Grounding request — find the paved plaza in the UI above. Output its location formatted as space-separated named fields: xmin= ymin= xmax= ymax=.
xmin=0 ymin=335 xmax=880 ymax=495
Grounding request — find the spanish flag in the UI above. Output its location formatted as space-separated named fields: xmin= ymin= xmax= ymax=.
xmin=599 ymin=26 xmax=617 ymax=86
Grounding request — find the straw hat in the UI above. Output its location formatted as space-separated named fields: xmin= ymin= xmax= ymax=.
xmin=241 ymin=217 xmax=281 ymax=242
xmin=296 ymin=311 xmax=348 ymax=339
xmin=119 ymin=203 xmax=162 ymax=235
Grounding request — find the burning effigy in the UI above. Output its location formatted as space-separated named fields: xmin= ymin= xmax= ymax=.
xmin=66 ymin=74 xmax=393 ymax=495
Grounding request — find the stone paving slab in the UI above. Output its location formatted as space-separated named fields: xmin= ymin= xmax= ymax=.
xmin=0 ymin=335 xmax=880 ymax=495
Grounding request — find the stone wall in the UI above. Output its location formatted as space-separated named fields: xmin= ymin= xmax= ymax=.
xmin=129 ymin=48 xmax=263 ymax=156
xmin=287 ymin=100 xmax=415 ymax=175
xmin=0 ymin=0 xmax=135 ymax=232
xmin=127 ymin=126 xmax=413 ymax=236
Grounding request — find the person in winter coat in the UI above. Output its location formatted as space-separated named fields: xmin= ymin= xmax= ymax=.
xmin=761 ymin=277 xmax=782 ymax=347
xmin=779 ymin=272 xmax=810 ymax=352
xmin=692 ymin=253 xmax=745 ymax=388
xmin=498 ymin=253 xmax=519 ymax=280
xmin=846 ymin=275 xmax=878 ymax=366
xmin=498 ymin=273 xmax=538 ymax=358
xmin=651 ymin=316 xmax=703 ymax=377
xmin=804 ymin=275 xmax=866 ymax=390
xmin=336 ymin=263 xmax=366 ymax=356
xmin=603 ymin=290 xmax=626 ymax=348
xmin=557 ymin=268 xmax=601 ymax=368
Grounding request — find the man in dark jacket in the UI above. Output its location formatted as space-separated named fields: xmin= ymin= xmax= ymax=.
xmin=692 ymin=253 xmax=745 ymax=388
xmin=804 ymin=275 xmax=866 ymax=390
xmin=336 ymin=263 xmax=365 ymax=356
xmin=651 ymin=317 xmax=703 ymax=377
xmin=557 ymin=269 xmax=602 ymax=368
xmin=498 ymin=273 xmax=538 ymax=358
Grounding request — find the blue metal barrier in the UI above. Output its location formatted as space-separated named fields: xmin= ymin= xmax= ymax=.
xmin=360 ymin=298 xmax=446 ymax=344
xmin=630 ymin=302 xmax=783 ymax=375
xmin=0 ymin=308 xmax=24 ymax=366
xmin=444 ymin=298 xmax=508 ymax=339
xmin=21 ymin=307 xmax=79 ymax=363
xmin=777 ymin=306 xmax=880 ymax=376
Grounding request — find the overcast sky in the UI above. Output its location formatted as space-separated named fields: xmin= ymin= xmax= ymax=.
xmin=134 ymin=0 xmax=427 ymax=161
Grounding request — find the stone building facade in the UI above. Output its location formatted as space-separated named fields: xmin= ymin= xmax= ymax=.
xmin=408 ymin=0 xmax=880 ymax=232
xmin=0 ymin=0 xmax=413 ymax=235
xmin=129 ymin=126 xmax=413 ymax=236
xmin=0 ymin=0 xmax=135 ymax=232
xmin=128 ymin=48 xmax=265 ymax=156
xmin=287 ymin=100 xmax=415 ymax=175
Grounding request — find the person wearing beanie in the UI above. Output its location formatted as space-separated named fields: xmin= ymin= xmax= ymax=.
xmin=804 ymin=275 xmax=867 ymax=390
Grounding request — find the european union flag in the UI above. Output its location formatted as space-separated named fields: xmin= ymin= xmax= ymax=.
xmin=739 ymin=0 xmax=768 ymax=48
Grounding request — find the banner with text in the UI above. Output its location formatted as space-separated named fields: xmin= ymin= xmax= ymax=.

━━━━━━━━━━

GIVEN TASK: Revise the material above by changing every "in the UI above" to "in the image above", and leave everything else as it is.

WRITTEN ANSWER:
Grounding request — find the paved plaza in the image above. Output its location formatted as space-separated named fields: xmin= ymin= xmax= ymax=.
xmin=0 ymin=335 xmax=880 ymax=495
Grounding request — find the spanish flag in the image above. Output its location formatted as space-separated named fields: xmin= ymin= xmax= ymax=.
xmin=599 ymin=26 xmax=617 ymax=86
Grounding request — find the straw hat in the image above. Output its location formatted as space-separated named fields: xmin= ymin= xmax= ymax=.
xmin=241 ymin=217 xmax=281 ymax=242
xmin=296 ymin=311 xmax=348 ymax=339
xmin=119 ymin=203 xmax=162 ymax=235
Grounding request — find the burning effigy in the image above. Output its location formatted as space-separated named fields: xmin= ymin= xmax= ymax=.
xmin=66 ymin=74 xmax=393 ymax=495
Grounding request — find the stone paving slab in the image above. Output its location formatted as space-separated named fields: xmin= ymin= xmax= ymax=.
xmin=0 ymin=335 xmax=880 ymax=495
Grounding request — find the stone wall in the image above. Output its location formatted as space-separated named fields: xmin= ymin= xmax= ymax=.
xmin=129 ymin=48 xmax=263 ymax=156
xmin=287 ymin=100 xmax=415 ymax=175
xmin=0 ymin=0 xmax=135 ymax=232
xmin=127 ymin=126 xmax=413 ymax=236
Grounding request — find the person in winter coat in the image above. Output its location formatted as space-separated named fields: xmin= ymin= xmax= ymax=.
xmin=761 ymin=277 xmax=782 ymax=347
xmin=779 ymin=272 xmax=810 ymax=352
xmin=692 ymin=253 xmax=745 ymax=388
xmin=498 ymin=253 xmax=519 ymax=280
xmin=846 ymin=275 xmax=878 ymax=366
xmin=498 ymin=273 xmax=538 ymax=358
xmin=651 ymin=316 xmax=703 ymax=377
xmin=804 ymin=275 xmax=866 ymax=390
xmin=336 ymin=263 xmax=366 ymax=356
xmin=603 ymin=290 xmax=626 ymax=348
xmin=557 ymin=268 xmax=601 ymax=368
Grounding request — find the man in dark jacket in the image above. Output its location formatted as space-separated named fields: xmin= ymin= xmax= ymax=.
xmin=692 ymin=253 xmax=745 ymax=388
xmin=804 ymin=275 xmax=866 ymax=390
xmin=336 ymin=263 xmax=365 ymax=356
xmin=651 ymin=317 xmax=703 ymax=377
xmin=557 ymin=269 xmax=602 ymax=368
xmin=498 ymin=273 xmax=538 ymax=358
Grounding request — find the blue metal barrier in the image above. Output its location formatted as space-separated named fields: xmin= ymin= xmax= ymax=.
xmin=360 ymin=298 xmax=446 ymax=344
xmin=630 ymin=302 xmax=783 ymax=375
xmin=0 ymin=308 xmax=24 ymax=366
xmin=444 ymin=298 xmax=508 ymax=339
xmin=21 ymin=307 xmax=79 ymax=363
xmin=777 ymin=306 xmax=880 ymax=376
Grounding request — find the overcast sky in the image above. Output its location formatted as space-separated named fields: xmin= ymin= xmax= ymax=.
xmin=134 ymin=0 xmax=427 ymax=161
Grounding request — find the stone building facade in the image above. Output its location formatted as space-separated named fields: xmin= ymin= xmax= ymax=.
xmin=408 ymin=0 xmax=880 ymax=232
xmin=0 ymin=0 xmax=413 ymax=235
xmin=129 ymin=126 xmax=413 ymax=236
xmin=0 ymin=0 xmax=135 ymax=232
xmin=128 ymin=48 xmax=265 ymax=156
xmin=287 ymin=100 xmax=415 ymax=175
Grounding request — find the person wearing beanie in the image above. Output its location formatted as space-separated named fields: xmin= ymin= xmax= ymax=.
xmin=804 ymin=275 xmax=867 ymax=390
Grounding request — find the european union flag in the image above. Output its location formatted as space-separated named fields: xmin= ymin= xmax= ymax=.
xmin=739 ymin=0 xmax=768 ymax=48
Grounding request — find the banner with text in the image above. Output its location formatted as space-separated named fields: xmin= ymin= xmax= ymax=.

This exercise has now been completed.